I think this is probably a bug - it makes me question the other disambiguation errors I'm getting. Do you have a sense of what's going on?

vsoch commented 6 years ago

Okay I think I know the issue, and apologies I should have looked at the code before posting. It looks like you try to do some kind of auto suggesting with page and this is leading to the wrong page. Instead, I get the correct result if I do:

from wikipedia import WikipediaPage
WikipediaPage(method)

Although I need to try this on a DIsambiguation page - it could be that you have the page method to handle that.

vsoch commented 6 years ago

Nope looks like the Disambiguation error is still thrown (what I'd want to manually select the correct one). Could you comment on why the page() function is having this behavior?

martin-majlis commented 5 years ago

@vsoch : If you can use different library, you can try Wikipedia-API. It is returning only pages that you have specified.

import wikipediaapi
wiki = wikipediaapi.Wikipedia(language='en')

lumpability = wiki.page('Lumpability')
print(lumpability.summary)
print(lumpability.links)

Documentation for wikipedia API is here.

AlmasM commented 5 years ago

I am also wondering about the same issue. For example, for the the page "Web Bot"

w =wikipedia.page("Web bot")
w.title
<WikipediaPage 'Internet bot'>
output is ==> 'Internet bot'

Similarly:

w=wikipedia.page("web bot")
w.title
<WikipediaPage 'Internet bot'>
output is ==> 'Internet bot'

However:

w=wikipedia.page("web_bot")
<WikipediaPage 'Web Bot'>
w.title
output is ==> 'Web Bot'

I was also experimenting with "auto_suggest" parameter and after disabling it:

wikipedia.page("Web Bot", auto_suggest=False)
output is ==> 'Web Bot'

It seems that when auto_suggest is turned off, it returns the correct page. So, I was wondering what was the issue with "auto_suggest" parameter returning the wrong page.

Thanks,

Almas M.

* SUPPLIED MATERIAL:
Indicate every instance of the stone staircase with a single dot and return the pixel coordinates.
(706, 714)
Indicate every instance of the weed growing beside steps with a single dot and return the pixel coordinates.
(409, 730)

* SET TASK 1: Name every user the forum thread shows as having commented.
* SET TASK 2: Decide whether each statement agrees with the forum thread, answering yes or no and quoting the words that settle it: (a) One commenter suggests switching to Wikipedia-API. (b) Calling WikipediaPage directly stopped the Disambiguation error from being thrown. (c) With auto_suggest turned off, the search for "Web Bot" returned 'Internet bot'.
* SET TASK 3: Please quote the forum thread, starting at the words "I think this" and stopping after "having this behavior?".
The material comes from another source.

* SOLUTION 1: vsoch, martin-majlis, AlmasM

* SOLUTION 2:
(a) Yes: "If you can use different library, you can try Wikipedia-API."
(b) No: "Nope looks like the Disambiguation error is still thrown"
(c) No: "It seems that when auto_suggest is turned off, it returns the correct page."

* SOLUTION 3:
I think this is probably a bug - it makes me question the other disambiguation errors I'm getting. Do you have a sense of what's going on?

vsoch commented 6 years ago

Okay I think I know the issue, and apologies I should have looked at the code before posting. It looks like you try to do some kind of auto suggesting with page and this is leading to the wrong page. Instead, I get the correct result if I do:

from wikipedia import WikipediaPage
WikipediaPage(method)

Although I need to try this on a DIsambiguation page - it could be that you have the page method to handle that.

vsoch commented 6 years ago

Nope looks like the Disambiguation error is still thrown (what I'd want to manually select the correct one). Could you comment on why the page() function is having this behavior?